(Passage given)
Python code to create random kinetic mechanisms

This software can create random kinetic mechanisms and then derive the differential rate laws from them. It is useful for practicing writing systems of differential rate laws.

text/x-python RandomMech.py — 4.9 KB

File contents

from sympy import var
from random import random
from KinMech import *

def randomrxn(reagentlist, maxreactantstoich,
              maxproductstoich):  # generates a random reaction from reagentlist, where the order of the reaction
    # is controlled by maxreactantstoich and maxproductstoich.
    rxn = []
    reagent = []
    phaselist = ['l', 's', 'g', 'aq']
    puritylist = ['solution', 'solvent', 'pure']
    maxnumberofreactants = min(int(round(1 + (maxreactantstoich - 1) * random())), (len(reagentlist) - 1))
    totalstoich = 0
    # print ('maxnumberofreactants: '+str(maxnumberofreactants))
    for i in range(0, (maxnumberofreactants)):
        stoich = int(round(1 + (maxreactantstoich - 1) * random()))  # 1..maxreactantstoich
        # print ('reactants: '+str(i)+', stoich: '+str(stoich))
        if (maxreactantstoich - stoich - totalstoich) < 0:
            stoich = max(0, (maxreactantstoich - totalstoich))
        if stoich > 0:
            phase = phaselist[int(round((len(phaselist) - 1) * random()))]
            purity = puritylist[int(round((len(puritylist) - 1) * random()))]
            if phase == 'aq':
                purity = 'solution'
            if phase == 's':
                purity = 'pure'
            reagent = [stoich, reagentlist[i], 'reactant', phase, purity]
            totalstoich = totalstoich + stoich
            productlist = []
            for j in range(0, (len(reagentlist))):
                productlist.append(reagentlist[j])
            # print i
            for j in range(0, (i + 1)):
                if j <= i:
                    del productlist[0]
                # print productlist
            rxn.append(reagent)
    # print ('reagentlist: '+str(reagentlist)+ ' productlist: '+str(productlist))
    totalstoich = 0
    maxnumberofproducts = min(int(round(1 + (maxproductstoich - 1) * random())), (len(productlist)))
    for i in range(0, (maxnumberofproducts)):
        stoich = int(1 + (maxproductstoich - 1) * random())  # 1..maxproductstoich
        if (maxproductstoich - stoich - totalstoich) < 0:
            stoich = max(0, (maxproductstoich - totalstoich))
        if stoich > 0:
            phase = phaselist[int(round((len(phaselist) - 1) * random()))]
            purity = puritylist[int(round((len(puritylist) - 1) * random()))]
            if phase == 'aq':
                purity = 'solution'
            if phase == 's':
                purity = 'pure'
            if purity == 'solvent':
                purity = 'solution'
            reagent = [stoich, productlist[i], 'product', phase, purity]
            totalstoich = totalstoich + stoich
            rxn.append(reagent)

(Request 1) According to the page on random kinetic mechanisms, what is the software useful for?
(Request 2) Can you express the stretch of the listing from the line containing "Q: Point out each instance of the boy's leg" through the end of the listing as a Markdown table with the columns n and Line, leaving out blank lines?

(Location identification items)
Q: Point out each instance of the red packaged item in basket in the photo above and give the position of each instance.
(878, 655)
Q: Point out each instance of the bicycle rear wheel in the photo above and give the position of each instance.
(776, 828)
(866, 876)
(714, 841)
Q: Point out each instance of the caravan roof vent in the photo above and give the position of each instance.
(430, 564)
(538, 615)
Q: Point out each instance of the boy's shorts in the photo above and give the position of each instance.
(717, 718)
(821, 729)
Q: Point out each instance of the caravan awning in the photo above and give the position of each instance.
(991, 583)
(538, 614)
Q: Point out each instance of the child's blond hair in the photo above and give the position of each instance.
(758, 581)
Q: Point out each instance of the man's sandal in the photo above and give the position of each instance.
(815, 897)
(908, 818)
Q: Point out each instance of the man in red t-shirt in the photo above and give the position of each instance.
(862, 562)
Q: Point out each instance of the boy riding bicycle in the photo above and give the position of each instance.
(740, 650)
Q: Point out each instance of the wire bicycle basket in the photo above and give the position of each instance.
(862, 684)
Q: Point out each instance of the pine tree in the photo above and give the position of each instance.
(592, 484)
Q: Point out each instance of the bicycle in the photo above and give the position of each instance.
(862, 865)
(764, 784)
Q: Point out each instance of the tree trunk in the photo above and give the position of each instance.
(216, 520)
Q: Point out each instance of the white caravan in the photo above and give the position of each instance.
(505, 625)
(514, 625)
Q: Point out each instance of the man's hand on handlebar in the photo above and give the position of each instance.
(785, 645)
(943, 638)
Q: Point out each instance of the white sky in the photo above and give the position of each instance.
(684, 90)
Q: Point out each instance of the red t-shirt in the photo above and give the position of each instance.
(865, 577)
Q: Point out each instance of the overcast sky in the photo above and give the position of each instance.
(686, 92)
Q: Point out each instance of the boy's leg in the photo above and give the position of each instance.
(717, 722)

(Final answer 1) It is useful for practicing writing systems of differential rate laws.

(Final answer 2)
| n | Line |
|---|---|
| 1 | Q: Point out each instance of the boy's leg in the photo above and give the position of each instance. |
| 2 | (717, 722) |